_Your task_
Reproduce all of the records below verbatim, omitting the pictures.
--- START OF Records for the exercise ---
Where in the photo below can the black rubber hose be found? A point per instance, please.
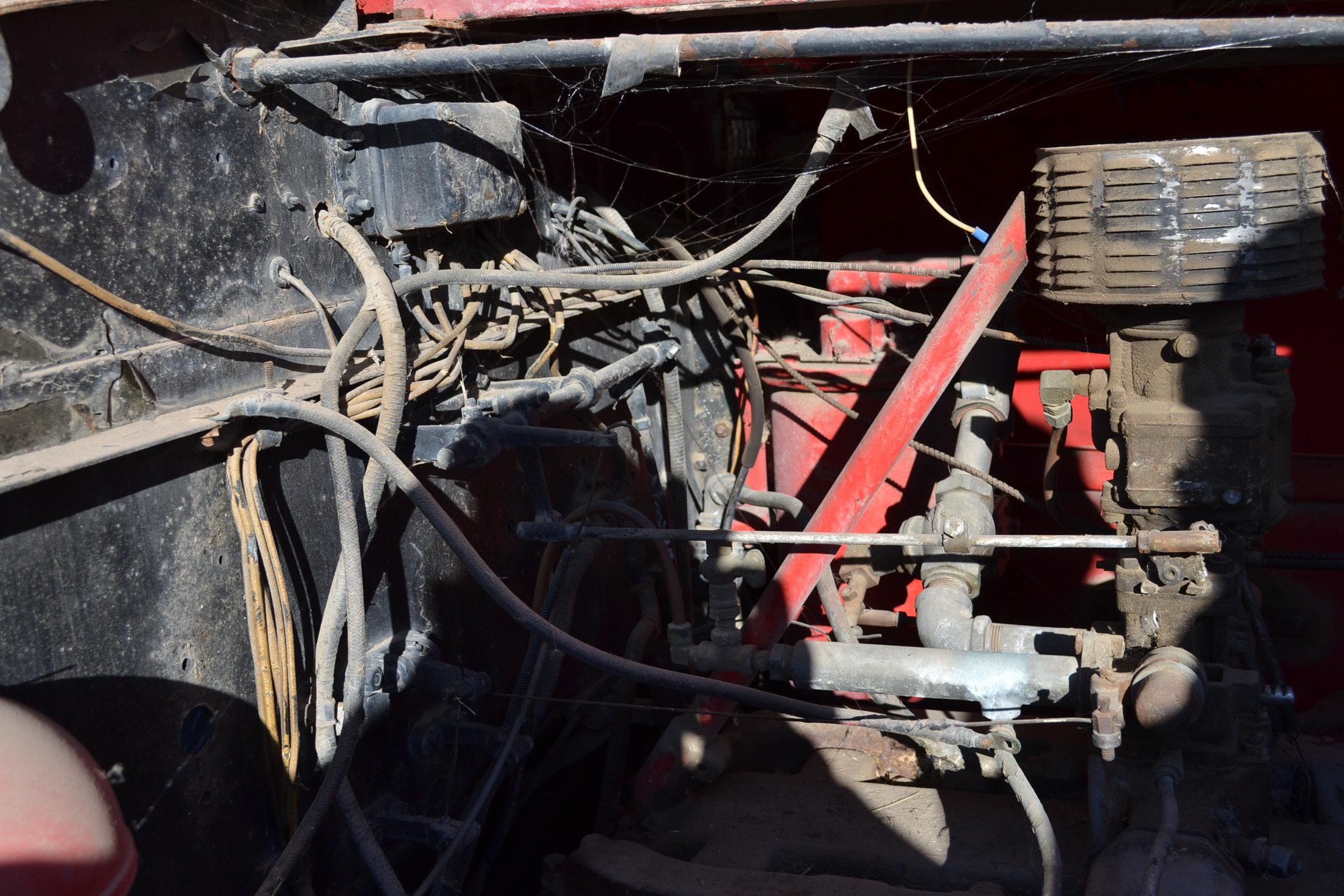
(1262, 640)
(726, 257)
(352, 567)
(275, 407)
(1051, 866)
(777, 502)
(732, 327)
(483, 800)
(534, 642)
(1163, 841)
(366, 844)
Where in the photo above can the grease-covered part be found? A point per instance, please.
(1181, 222)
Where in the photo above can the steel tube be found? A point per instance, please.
(256, 72)
(929, 374)
(569, 533)
(998, 681)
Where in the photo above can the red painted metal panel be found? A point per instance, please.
(905, 410)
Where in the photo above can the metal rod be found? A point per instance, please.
(948, 344)
(569, 533)
(256, 72)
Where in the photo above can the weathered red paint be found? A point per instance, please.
(859, 282)
(61, 831)
(908, 406)
(905, 410)
(479, 10)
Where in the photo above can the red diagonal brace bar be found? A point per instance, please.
(923, 382)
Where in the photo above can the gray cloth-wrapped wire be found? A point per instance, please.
(268, 406)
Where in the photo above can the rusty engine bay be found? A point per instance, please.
(726, 447)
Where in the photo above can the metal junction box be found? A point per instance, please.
(435, 164)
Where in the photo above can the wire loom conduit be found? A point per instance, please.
(267, 406)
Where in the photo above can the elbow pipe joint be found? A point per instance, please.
(734, 565)
(944, 617)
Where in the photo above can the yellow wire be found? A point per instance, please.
(914, 153)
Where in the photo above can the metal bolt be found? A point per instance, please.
(1186, 345)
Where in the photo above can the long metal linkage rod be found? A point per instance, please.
(254, 72)
(905, 410)
(1179, 542)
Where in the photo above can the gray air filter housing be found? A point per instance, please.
(1181, 222)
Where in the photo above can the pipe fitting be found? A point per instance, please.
(1168, 691)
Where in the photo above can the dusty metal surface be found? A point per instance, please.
(472, 11)
(835, 817)
(1181, 222)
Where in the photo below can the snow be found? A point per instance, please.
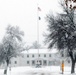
(52, 70)
(53, 50)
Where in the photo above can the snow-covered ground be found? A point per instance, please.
(52, 70)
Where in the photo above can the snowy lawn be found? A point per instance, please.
(52, 70)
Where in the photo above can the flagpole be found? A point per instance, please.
(38, 30)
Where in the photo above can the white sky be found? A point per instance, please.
(23, 13)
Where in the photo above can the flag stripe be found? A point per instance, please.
(39, 9)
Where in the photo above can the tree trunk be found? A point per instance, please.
(5, 71)
(73, 66)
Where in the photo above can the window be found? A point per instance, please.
(44, 62)
(49, 55)
(15, 62)
(33, 62)
(39, 55)
(44, 55)
(33, 55)
(27, 62)
(27, 55)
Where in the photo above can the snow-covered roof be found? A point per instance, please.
(41, 51)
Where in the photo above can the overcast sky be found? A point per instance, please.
(23, 13)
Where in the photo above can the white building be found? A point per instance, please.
(33, 57)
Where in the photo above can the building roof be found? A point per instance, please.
(41, 51)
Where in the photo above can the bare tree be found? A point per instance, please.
(11, 45)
--- END OF Records for the exercise ---
_Complete output_
Where in the photo below can the black rubber hose be found? A point per instance, please.
(1262, 640)
(726, 257)
(352, 567)
(275, 407)
(1051, 866)
(777, 502)
(732, 327)
(483, 800)
(534, 642)
(1163, 841)
(366, 844)
Where in the photo above can the grease-covered part be found? A point per instance, please.
(1181, 222)
Where in the photo above can the steel tube be found? A point per instance, please.
(256, 72)
(929, 374)
(569, 533)
(998, 681)
Where in the photo above can the red painted metal panel be found? A point per instance, please.
(905, 410)
Where in the photo above can the metal rod be found? A point per instance, please.
(948, 344)
(569, 533)
(256, 72)
Where in the photo above can the weathered red paint be found? A point per instance, please.
(859, 282)
(61, 831)
(908, 406)
(905, 410)
(479, 10)
Where in the photo above can the red diagonal brace bar be found? A point per instance, please.
(923, 382)
Where in the photo above can the gray cloth-wrapped wire be found? A point per instance, please.
(268, 406)
Where in the photo above can the rusty engine bay be found? A point per instance, please.
(726, 447)
Where in the photo above can the metal junction box be found? A point per instance, please.
(435, 164)
Where in the photo above can the wire loom conduit be found? A point per instance, please.
(267, 406)
Where in the photo above can the elbow pipe joint be found? A point per instance, please.
(734, 565)
(944, 617)
Where in the photo above can the yellow wire be found? A point per instance, please.
(914, 153)
Where in the photo above can the metal bolt be found? A point per instance, please.
(1186, 345)
Where in the photo above can the long metal linkage rod be found? A point per instance, please.
(254, 72)
(905, 410)
(1179, 542)
Where in the photo above can the gray air filter housing be found? A point per instance, please.
(1181, 222)
Where in the photo above can the pipe fitting be found? A point per instance, please.
(1168, 691)
Where in the photo above can the dusty metal surface be found? A point per instance, please.
(472, 11)
(835, 817)
(1181, 222)
Where in the photo below can the snow be found? A point per instance, please.
(52, 70)
(53, 50)
Where in the photo above can the snow-covered ground be found? A point per instance, please.
(52, 70)
Where in the photo above can the snowy lawn be found? A point per instance, please.
(52, 70)
Where in the photo above can the flagpole be found? A point per instance, please.
(38, 30)
Where in the photo above can the white sky be found? A point per instance, please.
(23, 13)
Where in the photo above can the flag stripe be found? A point per instance, please.
(39, 9)
Where in the photo above can the tree trunk be found? A point per instance, please.
(5, 71)
(73, 66)
Where in the photo above can the window be found? A point per instance, please.
(44, 62)
(49, 55)
(15, 62)
(33, 62)
(39, 55)
(44, 55)
(33, 55)
(27, 62)
(27, 55)
Where in the photo above can the snow-covered roof be found? A point per instance, please.
(41, 51)
Where in the photo above can the overcast sky be found? A point per instance, please.
(23, 13)
Where in the photo above can the white building be found? A point per instance, please.
(33, 57)
Where in the photo above can the building roof be found? A point per instance, please.
(41, 51)
Where in the photo above can the bare tree be found? A point per instance, please.
(11, 45)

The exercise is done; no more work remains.